Tuesday, 24 June 2008

Proper 8 A

The tension in the Abraham and Isaac story (Genesis 22.1-9) is intensified by the spareness of the narrative. Abraham gives no word of consent to God’s command that he slaughter his son. Abraham gives no acknowledgement, neither yes nor no. He simply saddles his ass and prepares for the three day journey to Mount Moria. Abraham’s silence is only broken by his instructions to the two servants who have accompanied him. Wait here, he tells them. He and Isaac will shortly return. But Abraham believes he will return alone. He thinks he is keeping the servants from knowing the whole picture. We know that it is Abraham who doesn’t know the whole picture.

As Abraham and Isaac walk off together up the mountain, the silence is broken once again, this time by Isaac. Where is the sheep for the sacrifice, he asks his father. Again Abraham hides what he knows. God will provide, he says. And again, it is Abraham who doesn’t know.
====================
## ACTIVITY
Reproduce the reflection on the Abraham and Isaac story in full, word for word.

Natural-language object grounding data
====================
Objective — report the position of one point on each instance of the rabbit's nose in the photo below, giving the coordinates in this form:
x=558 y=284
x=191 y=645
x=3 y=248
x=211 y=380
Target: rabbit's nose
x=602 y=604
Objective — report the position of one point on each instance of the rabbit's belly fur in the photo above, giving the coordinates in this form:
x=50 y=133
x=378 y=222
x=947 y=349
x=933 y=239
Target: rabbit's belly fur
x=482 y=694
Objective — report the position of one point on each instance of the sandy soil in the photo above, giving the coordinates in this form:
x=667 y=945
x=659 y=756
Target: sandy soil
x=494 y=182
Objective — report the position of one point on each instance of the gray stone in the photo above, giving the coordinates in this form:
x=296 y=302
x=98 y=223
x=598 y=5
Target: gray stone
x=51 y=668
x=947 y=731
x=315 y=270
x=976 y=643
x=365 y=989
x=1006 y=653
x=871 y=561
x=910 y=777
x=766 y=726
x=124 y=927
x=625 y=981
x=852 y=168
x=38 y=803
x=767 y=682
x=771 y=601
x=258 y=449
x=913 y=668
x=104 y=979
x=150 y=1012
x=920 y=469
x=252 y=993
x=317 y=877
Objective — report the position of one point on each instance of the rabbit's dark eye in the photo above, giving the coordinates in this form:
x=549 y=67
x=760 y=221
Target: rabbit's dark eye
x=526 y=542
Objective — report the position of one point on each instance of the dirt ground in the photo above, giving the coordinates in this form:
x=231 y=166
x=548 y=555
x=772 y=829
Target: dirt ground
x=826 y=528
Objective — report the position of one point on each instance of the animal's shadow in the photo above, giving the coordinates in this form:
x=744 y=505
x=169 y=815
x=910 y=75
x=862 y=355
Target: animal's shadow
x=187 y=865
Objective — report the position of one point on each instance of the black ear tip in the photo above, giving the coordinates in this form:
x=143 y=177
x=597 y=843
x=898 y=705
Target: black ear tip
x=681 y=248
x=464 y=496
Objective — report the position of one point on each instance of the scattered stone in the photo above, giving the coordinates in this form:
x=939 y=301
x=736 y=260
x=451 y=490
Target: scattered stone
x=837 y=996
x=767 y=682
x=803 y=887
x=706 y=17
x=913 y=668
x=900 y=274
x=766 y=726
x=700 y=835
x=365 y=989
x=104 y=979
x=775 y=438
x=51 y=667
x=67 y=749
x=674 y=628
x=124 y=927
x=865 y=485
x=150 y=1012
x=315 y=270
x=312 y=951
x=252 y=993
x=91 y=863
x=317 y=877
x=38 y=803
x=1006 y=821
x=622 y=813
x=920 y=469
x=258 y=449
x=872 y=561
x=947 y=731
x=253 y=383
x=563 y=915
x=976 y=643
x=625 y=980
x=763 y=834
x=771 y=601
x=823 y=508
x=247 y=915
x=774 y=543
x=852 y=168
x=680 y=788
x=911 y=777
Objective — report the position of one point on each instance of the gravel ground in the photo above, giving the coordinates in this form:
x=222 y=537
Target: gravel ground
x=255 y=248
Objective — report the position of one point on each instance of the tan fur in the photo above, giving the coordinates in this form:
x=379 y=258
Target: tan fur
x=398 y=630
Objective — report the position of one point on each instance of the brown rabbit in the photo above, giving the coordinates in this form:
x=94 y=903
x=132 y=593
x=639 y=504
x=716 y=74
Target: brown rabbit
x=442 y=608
====================
## RESULT
Tuesday, 24 June 2008

Proper 8 A

The tension in the Abraham and Isaac story (Genesis 22.1-9) is intensified by the spareness of the narrative. Abraham gives no word of consent to God’s command that he slaughter his son. Abraham gives no acknowledgement, neither yes nor no. He simply saddles his ass and prepares for the three day journey to Mount Moria. Abraham’s silence is only broken by his instructions to the two servants who have accompanied him. Wait here, he tells them. He and Isaac will shortly return. But Abraham believes he will return alone. He thinks he is keeping the servants from knowing the whole picture. We know that it is Abraham who doesn’t know the whole picture.

As Abraham and Isaac walk off together up the mountain, the silence is broken once again, this time by Isaac. Where is the sheep for the sacrifice, he asks his father. Again Abraham hides what he knows. God will provide, he says. And again, it is Abraham who doesn’t know.